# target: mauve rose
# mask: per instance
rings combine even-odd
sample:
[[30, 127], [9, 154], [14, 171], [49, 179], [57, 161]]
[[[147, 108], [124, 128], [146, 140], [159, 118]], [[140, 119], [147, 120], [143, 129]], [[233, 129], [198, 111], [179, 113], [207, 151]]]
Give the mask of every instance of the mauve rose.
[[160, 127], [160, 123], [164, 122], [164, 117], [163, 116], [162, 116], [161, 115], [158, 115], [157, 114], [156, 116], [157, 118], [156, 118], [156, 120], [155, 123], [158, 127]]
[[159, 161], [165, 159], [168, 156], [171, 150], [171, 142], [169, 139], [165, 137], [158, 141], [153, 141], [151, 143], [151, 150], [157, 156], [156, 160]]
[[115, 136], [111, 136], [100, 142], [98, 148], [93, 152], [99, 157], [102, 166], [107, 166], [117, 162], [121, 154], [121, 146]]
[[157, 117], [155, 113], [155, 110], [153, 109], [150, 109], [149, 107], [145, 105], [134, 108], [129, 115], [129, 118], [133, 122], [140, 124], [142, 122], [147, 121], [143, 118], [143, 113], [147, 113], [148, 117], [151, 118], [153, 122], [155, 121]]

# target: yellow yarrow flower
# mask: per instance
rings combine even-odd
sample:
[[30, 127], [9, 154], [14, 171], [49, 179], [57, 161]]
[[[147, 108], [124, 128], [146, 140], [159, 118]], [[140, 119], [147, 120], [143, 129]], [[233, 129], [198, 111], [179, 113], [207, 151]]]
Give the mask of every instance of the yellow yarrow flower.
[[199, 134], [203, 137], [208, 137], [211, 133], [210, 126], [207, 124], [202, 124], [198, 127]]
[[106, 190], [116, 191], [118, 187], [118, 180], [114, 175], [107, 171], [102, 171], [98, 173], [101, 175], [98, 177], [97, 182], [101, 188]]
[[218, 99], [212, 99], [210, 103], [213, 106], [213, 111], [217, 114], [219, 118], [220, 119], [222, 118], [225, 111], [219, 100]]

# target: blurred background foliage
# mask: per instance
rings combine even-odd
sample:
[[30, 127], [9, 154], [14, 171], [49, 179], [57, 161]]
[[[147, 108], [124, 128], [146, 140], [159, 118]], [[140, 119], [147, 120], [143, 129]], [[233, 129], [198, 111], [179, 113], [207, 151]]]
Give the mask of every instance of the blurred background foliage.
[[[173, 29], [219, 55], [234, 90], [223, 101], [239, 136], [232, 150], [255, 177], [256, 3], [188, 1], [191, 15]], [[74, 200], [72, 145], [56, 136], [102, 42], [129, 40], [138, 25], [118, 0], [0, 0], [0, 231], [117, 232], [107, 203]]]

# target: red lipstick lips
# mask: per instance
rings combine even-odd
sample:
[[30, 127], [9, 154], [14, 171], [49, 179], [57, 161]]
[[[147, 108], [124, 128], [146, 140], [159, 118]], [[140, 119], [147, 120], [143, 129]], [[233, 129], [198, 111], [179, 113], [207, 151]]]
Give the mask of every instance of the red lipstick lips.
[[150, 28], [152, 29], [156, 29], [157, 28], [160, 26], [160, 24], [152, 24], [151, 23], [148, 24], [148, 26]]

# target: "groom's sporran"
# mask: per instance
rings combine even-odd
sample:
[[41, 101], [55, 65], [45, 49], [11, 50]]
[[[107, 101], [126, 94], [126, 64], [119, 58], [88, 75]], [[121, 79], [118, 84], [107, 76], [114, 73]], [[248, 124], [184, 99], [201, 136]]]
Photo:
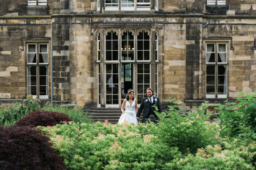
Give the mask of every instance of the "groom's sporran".
[[151, 114], [150, 116], [149, 116], [149, 119], [150, 120], [150, 121], [155, 124], [155, 118], [154, 115]]

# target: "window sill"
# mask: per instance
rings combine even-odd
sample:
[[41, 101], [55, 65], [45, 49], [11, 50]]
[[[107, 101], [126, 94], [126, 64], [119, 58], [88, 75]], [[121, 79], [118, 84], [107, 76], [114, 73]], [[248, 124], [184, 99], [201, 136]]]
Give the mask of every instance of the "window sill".
[[228, 10], [229, 5], [207, 5], [206, 9], [208, 10]]

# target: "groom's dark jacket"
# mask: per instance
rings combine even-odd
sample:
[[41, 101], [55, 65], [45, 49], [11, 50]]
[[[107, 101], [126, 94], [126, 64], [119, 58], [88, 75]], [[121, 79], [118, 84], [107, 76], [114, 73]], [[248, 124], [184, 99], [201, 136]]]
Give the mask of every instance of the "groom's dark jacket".
[[[149, 97], [146, 97], [142, 98], [142, 101], [140, 103], [140, 106], [139, 106], [139, 108], [137, 113], [136, 116], [137, 118], [139, 118], [140, 114], [143, 110], [143, 114], [142, 115], [143, 117], [144, 118], [148, 115], [149, 112], [149, 103], [150, 102]], [[153, 96], [153, 102], [152, 105], [155, 106], [157, 107], [157, 108], [158, 108], [158, 112], [162, 112], [162, 108], [161, 108], [161, 104], [160, 104], [159, 98], [157, 97]], [[154, 110], [155, 110], [154, 107], [152, 107], [152, 108]]]

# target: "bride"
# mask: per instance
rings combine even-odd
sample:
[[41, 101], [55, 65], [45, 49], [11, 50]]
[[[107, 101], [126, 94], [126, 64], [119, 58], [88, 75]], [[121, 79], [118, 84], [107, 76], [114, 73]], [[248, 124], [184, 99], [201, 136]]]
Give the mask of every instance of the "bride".
[[[134, 91], [132, 89], [128, 90], [128, 93], [125, 99], [123, 100], [121, 110], [123, 113], [118, 121], [118, 124], [122, 124], [126, 121], [128, 123], [138, 124], [136, 114], [138, 112], [137, 100], [134, 97]], [[125, 111], [124, 110], [125, 106]]]

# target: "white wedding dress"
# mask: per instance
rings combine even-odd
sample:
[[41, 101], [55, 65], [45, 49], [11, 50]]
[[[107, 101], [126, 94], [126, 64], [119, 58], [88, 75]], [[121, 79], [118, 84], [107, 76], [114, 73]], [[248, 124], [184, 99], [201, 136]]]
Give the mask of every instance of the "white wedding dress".
[[125, 111], [124, 114], [122, 114], [118, 124], [122, 124], [127, 121], [128, 123], [133, 123], [135, 124], [138, 124], [138, 120], [137, 120], [136, 114], [135, 113], [135, 100], [134, 98], [132, 105], [130, 104], [128, 101], [125, 99]]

- _Stated problem_
Can you reproduce the entries from the very beginning through the line containing "123], [158, 127]]", both included, and scale every coordinate in the answers by 1.55, rounding to whole numbers with halves going up? Keep the requests and their format samples in the output unchanged.

- _Solution for this exercise_
# target: mauve rose
# mask: per instance
rings combine even-odd
sample:
[[30, 127], [9, 154], [14, 171], [49, 179], [57, 161]]
[[[147, 108], [124, 128], [146, 140], [159, 118]], [[140, 119], [147, 120], [143, 129]], [[233, 129], [198, 111], [179, 113], [207, 151]]]
Give the mask of every instance of the mauve rose.
[[248, 197], [248, 191], [254, 189], [254, 181], [253, 180], [251, 180], [250, 178], [245, 178], [243, 177], [242, 180], [243, 183], [242, 183], [242, 186], [240, 191], [245, 197]]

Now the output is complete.